### Selected passage

With Rabih Abou Khalil in Taiwan

Touring with Rabih Abou Khalil was always an adventure. We met playing a concert in Athens with Glen Velez in 1991 (I was on a break from the Flecktones). I played more than a hundred concerts with him from 1993 to 1997 (and a few after that), and recorded 2 cd’s. We performed mostly in Europe, but also in more exotic places like Syria, Jordan, Macedonia, and Taiwan. I played the Taiwan Jazz Festival in 1994, one of my first gigs with Rabih. It was part of a ’round- the- world- in- ten-days- tour, which I only realized as I was doing it. Montreal, Den Haag (North Sea Festival, near Amsterdam), Taiwan, L.A. (where I had a recording session), and home to Chicago.

Rabih had sent a mountain of faxes back and forth to the head organizer, a woman whom I will call Emily Shen. One of the things she insisted on toward the end was that we attend a press conference 3 days before our concert. In spite of Rabih’s strong protests, we had to leave Amsterdam immediately after our gig and fly to Taipei through Hong Kong. Exhausted, we were hustled to the press conference without even checking into our hotel. After we grabbed a few bites of leftover hors d’ouvres, we sat down and waited, all sweaty and hungry. Rabih, ever the Lebanese gentleman, introduced himself to Emily Shen and gave her a present. She seemed totally unimpressed, unfriendly and brusque. He was surprised and a little offended to receive such a cold reception after all of the faxing and phoning and travelling.

### Description of the task
Quote the stretch of the Taiwan tour account that opens with the words "Rabih had sent" and closes with "phoning and travelling.", copying it word for word.

### Recorded data

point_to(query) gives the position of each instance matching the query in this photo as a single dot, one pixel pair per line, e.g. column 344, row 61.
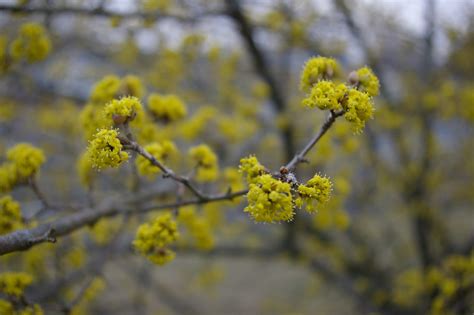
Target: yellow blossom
column 316, row 191
column 252, row 168
column 318, row 68
column 326, row 95
column 122, row 110
column 85, row 169
column 367, row 81
column 153, row 238
column 206, row 162
column 270, row 200
column 105, row 150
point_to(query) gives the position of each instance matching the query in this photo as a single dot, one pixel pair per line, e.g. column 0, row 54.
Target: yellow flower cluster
column 316, row 190
column 316, row 69
column 367, row 81
column 252, row 167
column 161, row 151
column 105, row 150
column 273, row 199
column 326, row 95
column 166, row 107
column 32, row 44
column 358, row 109
column 105, row 91
column 7, row 177
column 206, row 161
column 23, row 162
column 10, row 215
column 198, row 227
column 8, row 308
column 233, row 179
column 270, row 200
column 14, row 283
column 153, row 238
column 122, row 110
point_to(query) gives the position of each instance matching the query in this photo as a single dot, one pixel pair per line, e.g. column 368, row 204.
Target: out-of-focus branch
column 298, row 158
column 24, row 239
column 167, row 172
column 101, row 12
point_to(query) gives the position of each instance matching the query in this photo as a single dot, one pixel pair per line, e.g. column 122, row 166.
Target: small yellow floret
column 318, row 68
column 161, row 151
column 316, row 191
column 270, row 200
column 122, row 110
column 358, row 109
column 85, row 169
column 153, row 238
column 326, row 95
column 105, row 150
column 133, row 86
column 368, row 82
column 8, row 177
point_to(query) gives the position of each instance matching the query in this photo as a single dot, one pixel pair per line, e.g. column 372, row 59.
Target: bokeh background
column 396, row 238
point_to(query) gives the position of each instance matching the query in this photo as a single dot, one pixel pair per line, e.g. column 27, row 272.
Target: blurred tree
column 135, row 134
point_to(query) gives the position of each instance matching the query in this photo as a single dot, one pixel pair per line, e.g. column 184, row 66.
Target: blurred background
column 397, row 236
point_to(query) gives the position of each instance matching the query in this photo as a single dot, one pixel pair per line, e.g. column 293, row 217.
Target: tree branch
column 298, row 158
column 101, row 12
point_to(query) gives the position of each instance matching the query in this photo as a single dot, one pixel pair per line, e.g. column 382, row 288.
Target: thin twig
column 298, row 158
column 101, row 12
column 167, row 172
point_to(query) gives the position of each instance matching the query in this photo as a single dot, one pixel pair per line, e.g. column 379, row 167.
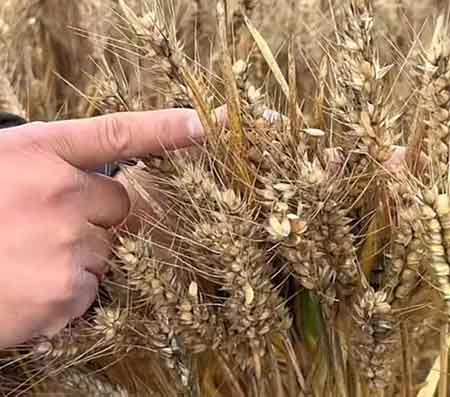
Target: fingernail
column 196, row 127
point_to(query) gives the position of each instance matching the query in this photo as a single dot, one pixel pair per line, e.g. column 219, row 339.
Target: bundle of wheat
column 298, row 252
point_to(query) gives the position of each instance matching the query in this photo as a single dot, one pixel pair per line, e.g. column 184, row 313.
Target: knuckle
column 115, row 136
column 65, row 288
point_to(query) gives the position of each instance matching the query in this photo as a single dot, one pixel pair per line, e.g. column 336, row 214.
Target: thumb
column 89, row 143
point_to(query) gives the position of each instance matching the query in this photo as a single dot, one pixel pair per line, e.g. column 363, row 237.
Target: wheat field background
column 304, row 249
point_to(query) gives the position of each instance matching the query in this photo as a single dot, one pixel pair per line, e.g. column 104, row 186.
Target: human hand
column 56, row 217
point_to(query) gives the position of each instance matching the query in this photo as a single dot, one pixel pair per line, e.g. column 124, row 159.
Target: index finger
column 89, row 143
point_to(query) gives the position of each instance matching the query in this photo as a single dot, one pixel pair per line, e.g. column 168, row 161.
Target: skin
column 56, row 216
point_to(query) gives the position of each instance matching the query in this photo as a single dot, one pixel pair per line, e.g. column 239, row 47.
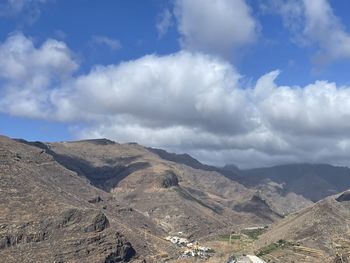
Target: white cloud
column 314, row 22
column 29, row 10
column 187, row 102
column 112, row 43
column 215, row 26
column 164, row 22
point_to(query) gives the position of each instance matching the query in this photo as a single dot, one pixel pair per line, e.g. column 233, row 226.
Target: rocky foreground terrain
column 100, row 201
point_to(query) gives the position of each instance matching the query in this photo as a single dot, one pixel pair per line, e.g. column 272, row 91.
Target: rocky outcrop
column 345, row 197
column 100, row 223
column 124, row 251
column 169, row 179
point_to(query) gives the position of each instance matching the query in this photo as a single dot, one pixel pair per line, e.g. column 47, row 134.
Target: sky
column 245, row 82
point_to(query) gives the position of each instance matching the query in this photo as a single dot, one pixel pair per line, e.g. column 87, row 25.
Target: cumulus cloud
column 215, row 26
column 29, row 9
column 164, row 22
column 314, row 22
column 184, row 102
column 112, row 43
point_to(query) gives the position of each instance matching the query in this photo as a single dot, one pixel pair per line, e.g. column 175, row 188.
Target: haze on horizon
column 254, row 83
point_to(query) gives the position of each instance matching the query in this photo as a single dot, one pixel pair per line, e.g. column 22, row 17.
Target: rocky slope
column 50, row 214
column 320, row 233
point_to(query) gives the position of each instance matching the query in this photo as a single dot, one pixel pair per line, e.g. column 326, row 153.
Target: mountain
column 51, row 214
column 319, row 233
column 100, row 201
column 289, row 188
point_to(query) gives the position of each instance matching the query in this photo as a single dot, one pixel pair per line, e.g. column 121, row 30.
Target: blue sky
column 229, row 81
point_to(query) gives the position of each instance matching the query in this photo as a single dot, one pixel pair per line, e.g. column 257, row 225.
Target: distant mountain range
column 101, row 201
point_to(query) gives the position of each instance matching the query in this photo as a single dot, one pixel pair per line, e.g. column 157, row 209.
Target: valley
column 101, row 201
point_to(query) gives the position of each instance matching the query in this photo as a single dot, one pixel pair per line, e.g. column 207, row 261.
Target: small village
column 190, row 249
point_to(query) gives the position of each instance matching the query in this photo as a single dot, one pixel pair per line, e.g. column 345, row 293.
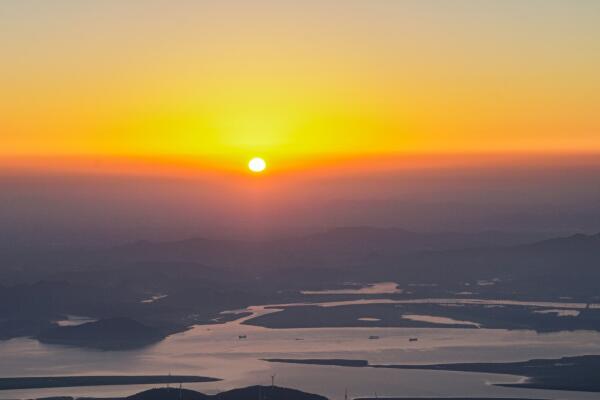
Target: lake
column 216, row 350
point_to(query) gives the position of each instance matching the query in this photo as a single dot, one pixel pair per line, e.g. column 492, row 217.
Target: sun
column 257, row 164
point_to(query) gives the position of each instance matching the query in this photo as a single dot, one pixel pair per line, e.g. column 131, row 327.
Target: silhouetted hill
column 169, row 394
column 248, row 393
column 112, row 333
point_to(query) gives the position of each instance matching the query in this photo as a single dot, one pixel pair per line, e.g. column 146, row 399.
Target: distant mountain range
column 194, row 280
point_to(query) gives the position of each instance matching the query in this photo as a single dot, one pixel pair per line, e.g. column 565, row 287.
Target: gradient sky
column 221, row 81
column 122, row 120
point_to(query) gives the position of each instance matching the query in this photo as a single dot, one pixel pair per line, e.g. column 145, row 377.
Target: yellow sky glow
column 297, row 82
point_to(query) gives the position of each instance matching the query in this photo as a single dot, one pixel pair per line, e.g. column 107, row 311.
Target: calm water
column 215, row 350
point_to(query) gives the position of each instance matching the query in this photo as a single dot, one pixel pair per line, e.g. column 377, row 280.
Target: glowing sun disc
column 257, row 164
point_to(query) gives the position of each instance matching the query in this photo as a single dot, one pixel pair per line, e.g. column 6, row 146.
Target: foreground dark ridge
column 581, row 373
column 40, row 382
column 248, row 393
column 444, row 398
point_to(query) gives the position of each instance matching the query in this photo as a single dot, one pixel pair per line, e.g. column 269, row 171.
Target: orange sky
column 303, row 84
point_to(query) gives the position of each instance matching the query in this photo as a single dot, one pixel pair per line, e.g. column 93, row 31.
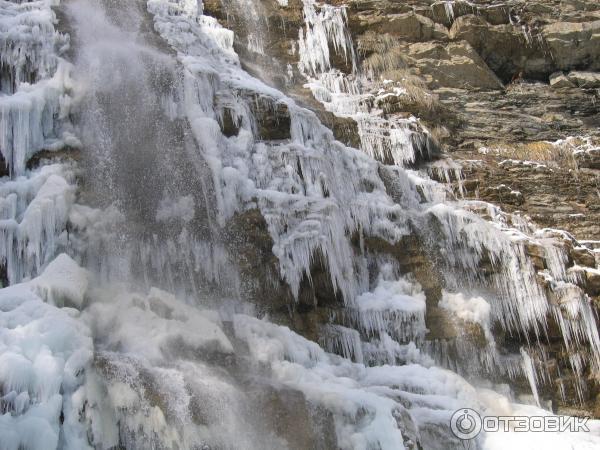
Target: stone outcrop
column 508, row 89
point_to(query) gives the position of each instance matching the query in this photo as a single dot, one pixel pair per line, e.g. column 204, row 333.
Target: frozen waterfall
column 130, row 317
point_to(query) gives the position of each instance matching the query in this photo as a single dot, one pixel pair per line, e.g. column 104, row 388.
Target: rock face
column 506, row 93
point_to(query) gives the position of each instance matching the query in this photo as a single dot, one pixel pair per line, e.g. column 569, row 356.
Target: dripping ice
column 47, row 370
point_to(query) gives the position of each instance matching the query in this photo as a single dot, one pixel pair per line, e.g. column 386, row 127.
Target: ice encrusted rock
column 43, row 353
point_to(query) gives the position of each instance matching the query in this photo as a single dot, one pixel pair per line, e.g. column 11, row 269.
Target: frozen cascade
column 35, row 84
column 99, row 357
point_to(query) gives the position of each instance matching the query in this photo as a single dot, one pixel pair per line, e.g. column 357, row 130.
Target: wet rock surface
column 509, row 91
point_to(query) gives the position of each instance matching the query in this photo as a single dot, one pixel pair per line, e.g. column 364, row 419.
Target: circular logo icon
column 465, row 423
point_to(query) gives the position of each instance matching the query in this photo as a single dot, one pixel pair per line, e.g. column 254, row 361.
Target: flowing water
column 130, row 321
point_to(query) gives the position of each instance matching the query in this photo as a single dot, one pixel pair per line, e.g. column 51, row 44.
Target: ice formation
column 93, row 356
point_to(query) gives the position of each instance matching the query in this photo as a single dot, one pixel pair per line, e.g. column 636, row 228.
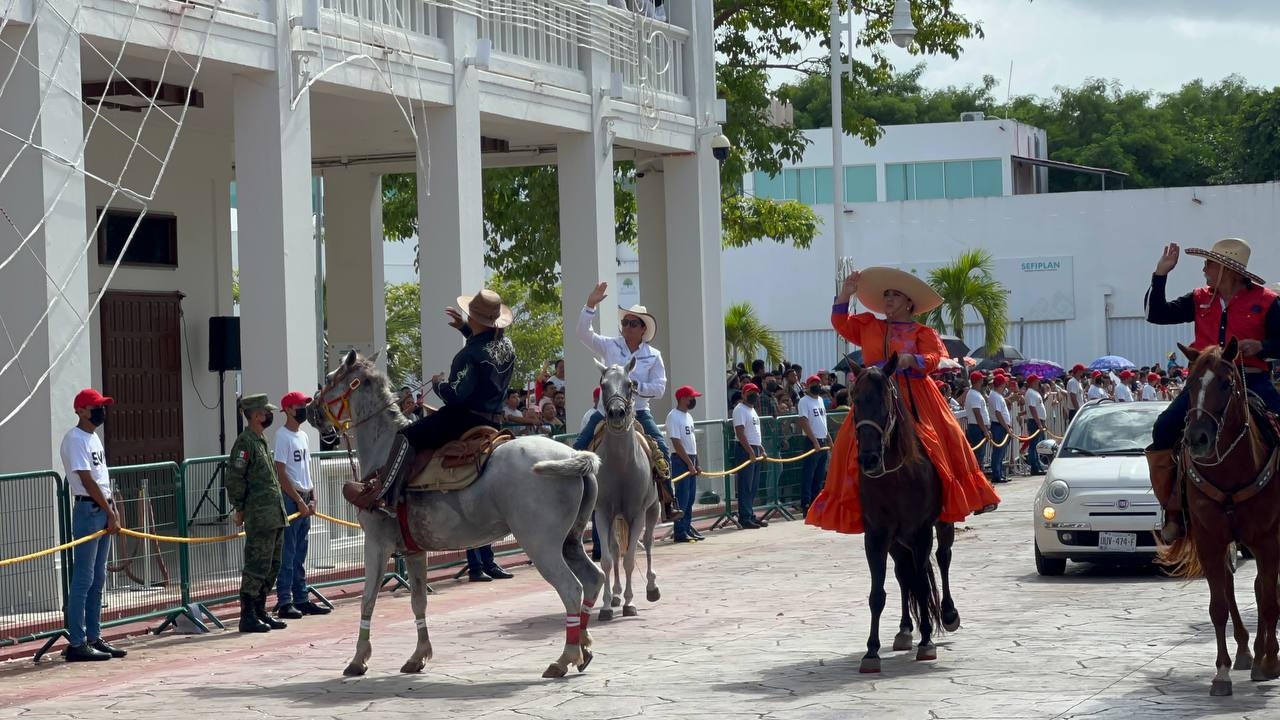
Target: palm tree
column 744, row 333
column 968, row 282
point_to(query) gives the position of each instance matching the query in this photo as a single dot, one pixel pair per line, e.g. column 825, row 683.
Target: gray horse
column 533, row 487
column 627, row 499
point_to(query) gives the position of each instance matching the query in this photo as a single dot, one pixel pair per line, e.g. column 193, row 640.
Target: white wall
column 1112, row 238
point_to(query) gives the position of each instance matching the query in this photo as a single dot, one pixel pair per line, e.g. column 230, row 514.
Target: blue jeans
column 813, row 474
column 88, row 574
column 748, row 483
column 643, row 417
column 997, row 452
column 1171, row 423
column 291, row 586
column 479, row 559
column 1032, row 455
column 686, row 491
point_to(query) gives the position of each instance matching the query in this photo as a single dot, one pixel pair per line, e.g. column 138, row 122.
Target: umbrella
column 1111, row 363
column 1042, row 368
column 956, row 347
column 1001, row 352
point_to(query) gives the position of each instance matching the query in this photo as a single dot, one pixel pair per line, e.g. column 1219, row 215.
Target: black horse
column 901, row 499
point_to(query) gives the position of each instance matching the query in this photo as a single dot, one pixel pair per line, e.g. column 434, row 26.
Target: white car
column 1096, row 502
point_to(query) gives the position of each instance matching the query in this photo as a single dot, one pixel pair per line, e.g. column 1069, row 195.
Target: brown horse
column 901, row 497
column 1226, row 468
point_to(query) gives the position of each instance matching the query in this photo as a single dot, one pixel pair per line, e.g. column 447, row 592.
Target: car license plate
column 1118, row 542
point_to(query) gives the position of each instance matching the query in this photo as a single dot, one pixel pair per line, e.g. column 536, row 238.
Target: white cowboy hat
column 487, row 309
column 650, row 323
column 1232, row 253
column 873, row 282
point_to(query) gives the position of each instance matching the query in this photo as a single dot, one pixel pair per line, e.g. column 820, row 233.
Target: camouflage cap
column 257, row 401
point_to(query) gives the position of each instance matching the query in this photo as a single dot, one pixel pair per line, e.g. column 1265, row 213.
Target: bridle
column 886, row 432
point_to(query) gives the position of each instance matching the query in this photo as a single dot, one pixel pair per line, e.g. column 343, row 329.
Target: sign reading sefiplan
column 1038, row 288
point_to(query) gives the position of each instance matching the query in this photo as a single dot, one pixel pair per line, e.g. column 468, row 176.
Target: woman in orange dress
column 900, row 296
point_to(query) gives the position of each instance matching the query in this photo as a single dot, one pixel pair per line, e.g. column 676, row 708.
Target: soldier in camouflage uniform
column 255, row 492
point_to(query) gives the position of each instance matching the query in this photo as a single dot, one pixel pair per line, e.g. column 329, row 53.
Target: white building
column 344, row 91
column 1077, row 265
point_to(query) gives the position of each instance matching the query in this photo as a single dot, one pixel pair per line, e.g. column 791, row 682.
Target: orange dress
column 964, row 487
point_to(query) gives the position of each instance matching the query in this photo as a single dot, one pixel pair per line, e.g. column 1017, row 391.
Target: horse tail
column 577, row 465
column 1180, row 559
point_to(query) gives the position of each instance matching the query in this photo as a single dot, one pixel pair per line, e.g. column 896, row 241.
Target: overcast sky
column 1143, row 44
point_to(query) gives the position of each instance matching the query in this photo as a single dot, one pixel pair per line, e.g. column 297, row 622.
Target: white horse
column 627, row 499
column 533, row 487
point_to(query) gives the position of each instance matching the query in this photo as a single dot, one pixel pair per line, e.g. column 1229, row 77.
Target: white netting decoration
column 132, row 183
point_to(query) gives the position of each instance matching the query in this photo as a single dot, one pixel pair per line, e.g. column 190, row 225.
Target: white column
column 41, row 183
column 449, row 201
column 653, row 250
column 275, row 235
column 356, row 295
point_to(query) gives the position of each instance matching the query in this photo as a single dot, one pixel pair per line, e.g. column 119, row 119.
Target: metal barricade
column 33, row 516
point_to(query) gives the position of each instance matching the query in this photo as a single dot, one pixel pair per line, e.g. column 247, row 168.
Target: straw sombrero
column 873, row 282
column 1230, row 253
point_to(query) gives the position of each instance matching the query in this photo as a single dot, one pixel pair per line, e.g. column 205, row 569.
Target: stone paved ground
column 764, row 624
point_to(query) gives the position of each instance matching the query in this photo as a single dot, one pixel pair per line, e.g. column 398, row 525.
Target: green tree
column 745, row 333
column 968, row 282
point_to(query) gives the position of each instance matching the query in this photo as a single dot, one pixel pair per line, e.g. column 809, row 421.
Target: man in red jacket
column 1234, row 304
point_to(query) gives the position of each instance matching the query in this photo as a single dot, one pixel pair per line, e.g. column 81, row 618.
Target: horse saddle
column 458, row 463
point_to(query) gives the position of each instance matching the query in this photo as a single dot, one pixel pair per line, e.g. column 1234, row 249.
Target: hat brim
column 873, row 282
column 504, row 314
column 1229, row 263
column 650, row 323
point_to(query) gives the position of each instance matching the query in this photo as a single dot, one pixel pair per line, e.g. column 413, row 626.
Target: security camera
column 721, row 146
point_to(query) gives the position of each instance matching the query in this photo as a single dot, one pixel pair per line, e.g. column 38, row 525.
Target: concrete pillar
column 44, row 196
column 275, row 235
column 449, row 201
column 356, row 294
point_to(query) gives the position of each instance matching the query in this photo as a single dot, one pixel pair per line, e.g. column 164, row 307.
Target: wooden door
column 142, row 372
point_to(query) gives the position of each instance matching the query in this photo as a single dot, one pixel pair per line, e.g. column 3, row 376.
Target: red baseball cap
column 295, row 399
column 686, row 391
column 90, row 397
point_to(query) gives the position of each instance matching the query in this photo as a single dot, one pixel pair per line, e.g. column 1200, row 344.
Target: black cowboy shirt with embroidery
column 480, row 373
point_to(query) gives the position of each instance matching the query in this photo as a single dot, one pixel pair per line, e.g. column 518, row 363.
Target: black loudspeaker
column 223, row 343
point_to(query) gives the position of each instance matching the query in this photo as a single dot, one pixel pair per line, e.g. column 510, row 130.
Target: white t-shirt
column 291, row 450
column 973, row 400
column 745, row 417
column 814, row 411
column 83, row 451
column 681, row 425
column 1036, row 400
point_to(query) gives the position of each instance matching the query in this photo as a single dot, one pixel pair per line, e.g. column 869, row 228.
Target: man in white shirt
column 1001, row 427
column 746, row 429
column 293, row 472
column 1034, row 422
column 92, row 511
column 977, row 417
column 813, row 413
column 649, row 373
column 684, row 459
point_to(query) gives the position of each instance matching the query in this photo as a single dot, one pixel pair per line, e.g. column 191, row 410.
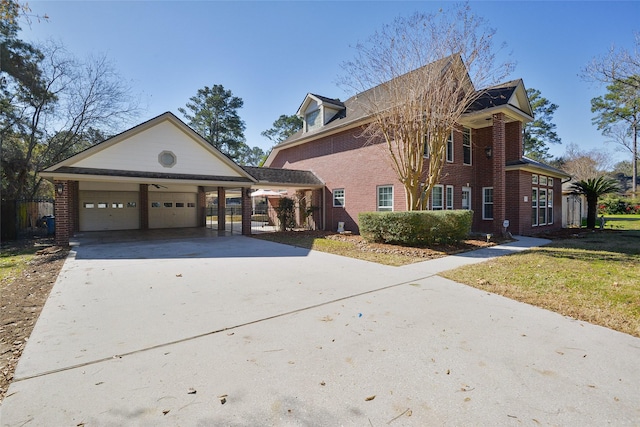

### Written solution
Rabih had sent a mountain of faxes back and forth to the head organizer, a woman whom I will call Emily Shen. One of the things she insisted on toward the end was that we attend a press conference 3 days before our concert. In spite of Rabih’s strong protests, we had to leave Amsterdam immediately after our gig and fly to Taipei through Hong Kong. Exhausted, we were hustled to the press conference without even checking into our hotel. After we grabbed a few bites of leftover hors d’ouvres, we sat down and waited, all sweaty and hungry. Rabih, ever the Lebanese gentleman, introduced himself to Emily Shen and gave her a present. She seemed totally unimpressed, unfriendly and brusque. He was surprised and a little offended to receive such a cold reception after all of the faxing and phoning and travelling.